▸ HOW TO COMPLETE THIS TASK
Below are some records; return all of them exactly as they are.

(Records from a dataset)
-=-=-=-=-
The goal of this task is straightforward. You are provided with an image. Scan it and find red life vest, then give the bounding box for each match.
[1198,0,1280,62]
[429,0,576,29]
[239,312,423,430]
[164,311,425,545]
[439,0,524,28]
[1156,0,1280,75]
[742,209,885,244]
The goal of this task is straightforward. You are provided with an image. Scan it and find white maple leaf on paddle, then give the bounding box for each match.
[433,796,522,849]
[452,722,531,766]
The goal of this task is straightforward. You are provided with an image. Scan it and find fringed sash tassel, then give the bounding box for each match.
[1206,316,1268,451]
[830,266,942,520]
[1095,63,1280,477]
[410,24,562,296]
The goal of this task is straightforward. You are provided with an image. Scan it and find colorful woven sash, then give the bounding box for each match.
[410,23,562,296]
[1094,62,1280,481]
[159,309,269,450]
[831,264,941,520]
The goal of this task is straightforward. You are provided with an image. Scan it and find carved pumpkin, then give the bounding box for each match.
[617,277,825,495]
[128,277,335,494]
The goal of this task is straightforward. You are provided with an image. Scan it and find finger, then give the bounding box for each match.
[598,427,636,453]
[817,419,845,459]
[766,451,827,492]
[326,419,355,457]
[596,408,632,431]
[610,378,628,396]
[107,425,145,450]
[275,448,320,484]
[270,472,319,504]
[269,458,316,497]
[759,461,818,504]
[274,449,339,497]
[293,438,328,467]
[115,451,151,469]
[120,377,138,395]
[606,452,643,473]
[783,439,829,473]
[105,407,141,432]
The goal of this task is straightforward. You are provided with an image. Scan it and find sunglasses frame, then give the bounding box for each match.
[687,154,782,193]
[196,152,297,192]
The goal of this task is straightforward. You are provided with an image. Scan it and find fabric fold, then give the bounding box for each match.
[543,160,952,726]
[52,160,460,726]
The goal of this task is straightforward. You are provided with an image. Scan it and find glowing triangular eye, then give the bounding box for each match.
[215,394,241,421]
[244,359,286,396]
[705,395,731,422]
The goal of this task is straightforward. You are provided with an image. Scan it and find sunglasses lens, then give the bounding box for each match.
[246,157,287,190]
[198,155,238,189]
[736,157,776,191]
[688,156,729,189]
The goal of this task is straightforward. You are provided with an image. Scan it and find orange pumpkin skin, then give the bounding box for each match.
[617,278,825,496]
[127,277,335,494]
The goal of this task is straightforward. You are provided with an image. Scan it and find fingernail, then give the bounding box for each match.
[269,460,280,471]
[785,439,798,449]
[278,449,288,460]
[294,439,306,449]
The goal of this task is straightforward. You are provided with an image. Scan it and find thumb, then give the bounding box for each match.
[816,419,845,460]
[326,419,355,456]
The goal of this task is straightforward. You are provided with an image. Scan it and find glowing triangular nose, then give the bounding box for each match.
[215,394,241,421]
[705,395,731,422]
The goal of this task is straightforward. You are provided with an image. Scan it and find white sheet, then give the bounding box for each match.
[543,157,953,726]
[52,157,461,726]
-=-=-=-=-
▸ EXERCISE SOLUTION
The goal of this task is straightforward. You are provided with an image. Scan it and find red life vest, then give the bounding box for each match.
[1198,0,1280,62]
[429,0,576,29]
[239,312,423,430]
[164,311,425,545]
[439,0,524,28]
[1156,0,1280,75]
[742,209,885,244]
The goal of this task is straightforward. You are provided with an image. Scan it and find white maple leaf on paddle, then give the bounding box for each match.
[433,796,522,849]
[452,722,531,766]
The goal of this task is straightforward. You are provided with an image. Scan it and find fringed sash tassel, then give the bounding box for each match.
[1206,316,1268,451]
[830,266,942,520]
[1095,63,1280,477]
[410,24,562,296]
The goal of this task is straightforward. You are provided with an image. Scan it and find colorful woven sash, then give the bounding box for each match.
[410,23,562,296]
[1094,62,1280,481]
[159,309,269,450]
[831,264,941,520]
The goal of this task is straightforward. You are provided with an image. Scan it and find carved pumpkin, then give the bounding box for each match.
[617,277,825,495]
[128,277,335,494]
The goal of this task is straightforward. You are provided with an image. Scan it and find finger, then give the bounding box for each match.
[598,427,636,453]
[817,419,845,459]
[766,451,827,492]
[326,419,355,457]
[596,408,632,431]
[610,378,628,396]
[107,425,145,450]
[275,448,320,484]
[270,472,319,504]
[269,458,316,497]
[759,461,818,504]
[274,449,339,497]
[293,438,328,467]
[115,451,151,469]
[120,377,138,395]
[606,452,643,473]
[783,439,829,473]
[105,407,141,432]
The goal of this task is straightforward. You are provided with an image. Scan it and find sunglasses frame, then give the bounding box for each match.
[687,154,782,193]
[196,152,297,192]
The goal of this task is straightforward. You are provided with an image. Scan it and find fabric fold, then give the bounding box for each match.
[543,160,952,726]
[52,160,460,726]
The goal of this task is straightforward. You are provided with an image. Scan it and find glowing triangular eye, then give the bounding box for each match.
[215,394,241,421]
[244,359,286,396]
[705,395,731,422]
The goal of this task is straightforward. You are provided with an image. Scan it and find sunglasses lens, then give the bounding box for each match.
[246,157,287,190]
[198,155,238,189]
[736,157,776,191]
[688,156,729,189]
The goal of this task is straightforward. You are provided with an image. Scan it and find orange pumpkin skin, then give the bounding box for each match.
[617,278,825,496]
[127,277,335,494]
The goal of this task is straightforward. You are provided with an image. Scan it and find fingernail, then give the bounding box for each match.
[269,460,280,471]
[785,439,798,449]
[278,449,288,460]
[294,439,306,449]
The goal of this task is straightforward. You are provided with an image. Scan it and find thumb, then give the bounding box for each match.
[816,419,845,460]
[326,419,355,456]
The goal of this task is straightforward. You are provided with an image. Scan it and find glowing triangular nose, then give the bounding box for each match.
[215,394,241,421]
[705,395,731,422]
The goal of this task is straightforward. You are provided with an image. Scan it and find white sheet, then give the bounding box for each match.
[543,157,953,726]
[52,157,461,726]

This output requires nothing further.